RECORDS FOR THIS EXERCISE >>

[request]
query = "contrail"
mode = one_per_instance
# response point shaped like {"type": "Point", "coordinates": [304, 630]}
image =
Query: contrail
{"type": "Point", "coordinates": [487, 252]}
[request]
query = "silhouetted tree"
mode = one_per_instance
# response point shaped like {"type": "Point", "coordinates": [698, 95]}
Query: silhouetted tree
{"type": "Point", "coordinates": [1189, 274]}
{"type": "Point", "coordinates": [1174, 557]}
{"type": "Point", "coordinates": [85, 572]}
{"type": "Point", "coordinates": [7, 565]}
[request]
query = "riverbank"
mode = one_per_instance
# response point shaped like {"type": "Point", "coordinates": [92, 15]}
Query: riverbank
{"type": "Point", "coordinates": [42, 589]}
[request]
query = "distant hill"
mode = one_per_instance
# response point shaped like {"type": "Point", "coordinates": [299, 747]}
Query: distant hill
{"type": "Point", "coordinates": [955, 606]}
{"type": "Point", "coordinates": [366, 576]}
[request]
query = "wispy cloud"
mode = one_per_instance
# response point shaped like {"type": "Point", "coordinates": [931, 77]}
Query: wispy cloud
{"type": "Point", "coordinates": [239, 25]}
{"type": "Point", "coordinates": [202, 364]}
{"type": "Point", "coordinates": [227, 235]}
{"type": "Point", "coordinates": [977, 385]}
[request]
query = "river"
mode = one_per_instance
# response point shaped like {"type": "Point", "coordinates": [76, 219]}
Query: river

TASK DETAILS >> Change each "wispy cloud" in the lines above to "thin cloud", and write out all the lines again with nothing else altered.

RESPONSE >>
[request]
query = "contrail"
mode = one_per_instance
# response point shaped like {"type": "Point", "coordinates": [304, 630]}
image =
Query: contrail
{"type": "Point", "coordinates": [487, 252]}
[request]
query = "silhouetted tree"
mode = one_per_instance
# response point shaped like {"type": "Point", "coordinates": [698, 95]}
Query: silhouetted tree
{"type": "Point", "coordinates": [1189, 274]}
{"type": "Point", "coordinates": [1174, 557]}
{"type": "Point", "coordinates": [85, 572]}
{"type": "Point", "coordinates": [7, 565]}
[request]
query = "riverbank"
mode = one_per_instance
# response point shaped like {"type": "Point", "coordinates": [92, 15]}
Query: riverbank
{"type": "Point", "coordinates": [42, 589]}
[request]
query = "distant hill"
mode = one_per_instance
# response point shaped like {"type": "Point", "coordinates": [299, 747]}
Query: distant hill
{"type": "Point", "coordinates": [955, 606]}
{"type": "Point", "coordinates": [366, 576]}
[request]
query = "thin cloud"
mode = one_per_instance
# response point shaped like {"type": "Point", "coordinates": [931, 77]}
Query: thin cloud
{"type": "Point", "coordinates": [239, 25]}
{"type": "Point", "coordinates": [202, 364]}
{"type": "Point", "coordinates": [227, 235]}
{"type": "Point", "coordinates": [977, 385]}
[request]
query = "river"
mode = one_per_instance
# response point shaped like {"type": "Point", "coordinates": [76, 219]}
Query: river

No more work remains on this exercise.